Stored entries:
******

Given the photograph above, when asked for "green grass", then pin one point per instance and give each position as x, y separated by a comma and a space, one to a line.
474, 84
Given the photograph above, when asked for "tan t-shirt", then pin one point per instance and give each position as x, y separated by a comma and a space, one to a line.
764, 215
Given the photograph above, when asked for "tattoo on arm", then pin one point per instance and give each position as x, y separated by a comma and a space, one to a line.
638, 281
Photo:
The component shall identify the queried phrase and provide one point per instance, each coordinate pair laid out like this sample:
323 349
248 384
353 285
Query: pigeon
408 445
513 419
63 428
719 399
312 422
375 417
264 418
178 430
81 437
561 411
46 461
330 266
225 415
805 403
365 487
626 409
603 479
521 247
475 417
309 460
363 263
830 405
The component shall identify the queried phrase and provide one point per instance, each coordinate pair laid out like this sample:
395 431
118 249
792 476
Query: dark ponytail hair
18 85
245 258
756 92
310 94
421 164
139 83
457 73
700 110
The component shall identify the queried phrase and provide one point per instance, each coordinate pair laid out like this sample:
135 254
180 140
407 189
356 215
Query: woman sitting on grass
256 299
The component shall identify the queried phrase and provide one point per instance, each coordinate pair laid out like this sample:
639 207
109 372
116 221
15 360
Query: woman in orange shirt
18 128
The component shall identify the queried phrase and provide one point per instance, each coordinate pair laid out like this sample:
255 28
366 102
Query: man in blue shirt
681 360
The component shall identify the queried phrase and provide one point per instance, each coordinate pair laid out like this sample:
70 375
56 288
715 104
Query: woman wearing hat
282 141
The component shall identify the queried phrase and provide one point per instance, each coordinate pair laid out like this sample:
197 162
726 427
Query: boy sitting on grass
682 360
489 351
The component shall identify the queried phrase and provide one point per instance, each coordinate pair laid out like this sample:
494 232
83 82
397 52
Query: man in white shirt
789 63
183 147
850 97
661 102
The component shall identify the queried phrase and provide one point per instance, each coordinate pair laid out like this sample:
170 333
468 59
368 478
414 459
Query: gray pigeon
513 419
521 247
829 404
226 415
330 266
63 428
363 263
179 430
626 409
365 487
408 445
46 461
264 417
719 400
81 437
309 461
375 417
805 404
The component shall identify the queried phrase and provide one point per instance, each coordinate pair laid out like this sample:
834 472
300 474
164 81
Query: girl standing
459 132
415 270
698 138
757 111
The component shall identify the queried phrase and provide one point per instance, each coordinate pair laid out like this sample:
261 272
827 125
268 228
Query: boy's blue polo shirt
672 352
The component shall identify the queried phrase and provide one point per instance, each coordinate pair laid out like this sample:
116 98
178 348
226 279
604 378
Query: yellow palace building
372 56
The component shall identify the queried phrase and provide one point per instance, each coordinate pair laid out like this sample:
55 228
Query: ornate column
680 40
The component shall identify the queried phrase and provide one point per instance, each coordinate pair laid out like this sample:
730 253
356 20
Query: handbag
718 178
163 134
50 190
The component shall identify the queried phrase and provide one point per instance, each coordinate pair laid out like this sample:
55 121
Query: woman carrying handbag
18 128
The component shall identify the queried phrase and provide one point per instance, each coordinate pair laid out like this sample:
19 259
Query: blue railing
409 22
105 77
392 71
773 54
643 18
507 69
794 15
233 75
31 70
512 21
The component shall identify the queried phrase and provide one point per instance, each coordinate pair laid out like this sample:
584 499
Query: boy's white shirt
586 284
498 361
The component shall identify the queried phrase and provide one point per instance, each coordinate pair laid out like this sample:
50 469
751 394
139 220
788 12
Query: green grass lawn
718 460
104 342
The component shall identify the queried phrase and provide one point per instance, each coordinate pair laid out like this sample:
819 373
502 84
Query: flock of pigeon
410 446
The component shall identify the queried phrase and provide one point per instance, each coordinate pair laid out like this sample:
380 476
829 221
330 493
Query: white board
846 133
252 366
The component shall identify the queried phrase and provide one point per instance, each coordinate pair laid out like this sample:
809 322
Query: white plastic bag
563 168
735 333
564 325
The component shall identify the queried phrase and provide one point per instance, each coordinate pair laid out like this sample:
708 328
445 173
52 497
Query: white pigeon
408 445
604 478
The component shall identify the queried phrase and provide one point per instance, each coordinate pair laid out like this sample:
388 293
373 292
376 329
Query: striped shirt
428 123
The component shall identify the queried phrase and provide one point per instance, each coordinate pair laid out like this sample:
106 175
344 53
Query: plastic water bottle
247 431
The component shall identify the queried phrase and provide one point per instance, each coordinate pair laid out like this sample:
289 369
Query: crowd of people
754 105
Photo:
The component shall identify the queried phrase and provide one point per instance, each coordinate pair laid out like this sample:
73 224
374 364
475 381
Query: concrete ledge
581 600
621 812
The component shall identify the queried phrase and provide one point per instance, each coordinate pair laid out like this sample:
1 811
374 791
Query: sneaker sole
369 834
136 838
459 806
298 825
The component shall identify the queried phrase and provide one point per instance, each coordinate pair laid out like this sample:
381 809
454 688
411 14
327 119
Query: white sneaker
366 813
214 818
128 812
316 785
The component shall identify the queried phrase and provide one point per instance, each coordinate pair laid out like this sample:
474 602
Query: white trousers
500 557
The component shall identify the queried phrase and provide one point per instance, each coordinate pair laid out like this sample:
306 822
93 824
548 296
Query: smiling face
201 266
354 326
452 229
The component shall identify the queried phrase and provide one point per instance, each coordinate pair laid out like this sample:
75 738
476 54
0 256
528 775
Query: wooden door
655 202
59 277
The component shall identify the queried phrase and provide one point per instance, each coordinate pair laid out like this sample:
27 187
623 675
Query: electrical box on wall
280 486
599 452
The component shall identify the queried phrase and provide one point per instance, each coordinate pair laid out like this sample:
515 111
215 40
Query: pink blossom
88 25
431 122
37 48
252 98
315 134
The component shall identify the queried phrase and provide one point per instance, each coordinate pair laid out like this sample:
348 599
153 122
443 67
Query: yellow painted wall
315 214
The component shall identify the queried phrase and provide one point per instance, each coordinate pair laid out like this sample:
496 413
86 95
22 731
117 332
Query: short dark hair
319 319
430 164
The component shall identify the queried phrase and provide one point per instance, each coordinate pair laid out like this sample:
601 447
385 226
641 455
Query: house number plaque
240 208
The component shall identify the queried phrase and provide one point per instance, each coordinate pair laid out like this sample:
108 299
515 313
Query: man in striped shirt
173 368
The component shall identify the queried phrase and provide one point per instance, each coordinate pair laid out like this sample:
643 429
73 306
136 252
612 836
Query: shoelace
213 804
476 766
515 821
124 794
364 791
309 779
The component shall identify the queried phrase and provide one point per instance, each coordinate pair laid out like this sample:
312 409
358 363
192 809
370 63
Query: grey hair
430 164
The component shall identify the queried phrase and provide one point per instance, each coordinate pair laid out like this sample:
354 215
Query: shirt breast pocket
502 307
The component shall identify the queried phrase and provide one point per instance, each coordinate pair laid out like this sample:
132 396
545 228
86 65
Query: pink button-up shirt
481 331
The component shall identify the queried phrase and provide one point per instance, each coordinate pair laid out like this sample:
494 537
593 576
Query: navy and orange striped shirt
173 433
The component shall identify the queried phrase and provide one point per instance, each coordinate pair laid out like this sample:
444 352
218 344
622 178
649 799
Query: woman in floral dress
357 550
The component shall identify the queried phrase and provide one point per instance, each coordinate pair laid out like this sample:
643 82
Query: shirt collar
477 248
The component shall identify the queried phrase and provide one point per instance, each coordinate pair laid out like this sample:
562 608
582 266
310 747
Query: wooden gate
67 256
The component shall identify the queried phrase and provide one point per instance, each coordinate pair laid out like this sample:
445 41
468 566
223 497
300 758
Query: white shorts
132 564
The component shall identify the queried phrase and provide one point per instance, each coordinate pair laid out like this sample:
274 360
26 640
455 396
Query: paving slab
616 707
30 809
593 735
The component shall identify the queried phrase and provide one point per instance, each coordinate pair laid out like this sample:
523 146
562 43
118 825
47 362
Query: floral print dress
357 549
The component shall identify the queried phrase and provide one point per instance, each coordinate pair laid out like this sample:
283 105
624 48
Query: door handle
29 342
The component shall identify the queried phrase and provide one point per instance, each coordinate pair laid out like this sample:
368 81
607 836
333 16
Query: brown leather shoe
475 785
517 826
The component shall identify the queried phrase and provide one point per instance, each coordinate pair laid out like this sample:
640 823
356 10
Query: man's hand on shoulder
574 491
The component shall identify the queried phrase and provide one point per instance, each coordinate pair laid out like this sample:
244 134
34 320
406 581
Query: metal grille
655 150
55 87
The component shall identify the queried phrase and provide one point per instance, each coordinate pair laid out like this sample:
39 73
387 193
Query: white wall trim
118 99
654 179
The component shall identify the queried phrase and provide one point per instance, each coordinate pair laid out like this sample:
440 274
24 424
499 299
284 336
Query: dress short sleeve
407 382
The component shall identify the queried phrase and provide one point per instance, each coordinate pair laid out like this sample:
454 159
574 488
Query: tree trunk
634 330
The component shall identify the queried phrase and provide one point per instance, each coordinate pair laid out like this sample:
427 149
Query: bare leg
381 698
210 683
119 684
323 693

******

AIM OF THE EXERCISE:
Locate each line in the items that contains the word "door" and copy those lines. Matching is case-sensitive.

RESPONSE BELOW:
Query: wooden door
Query: door handle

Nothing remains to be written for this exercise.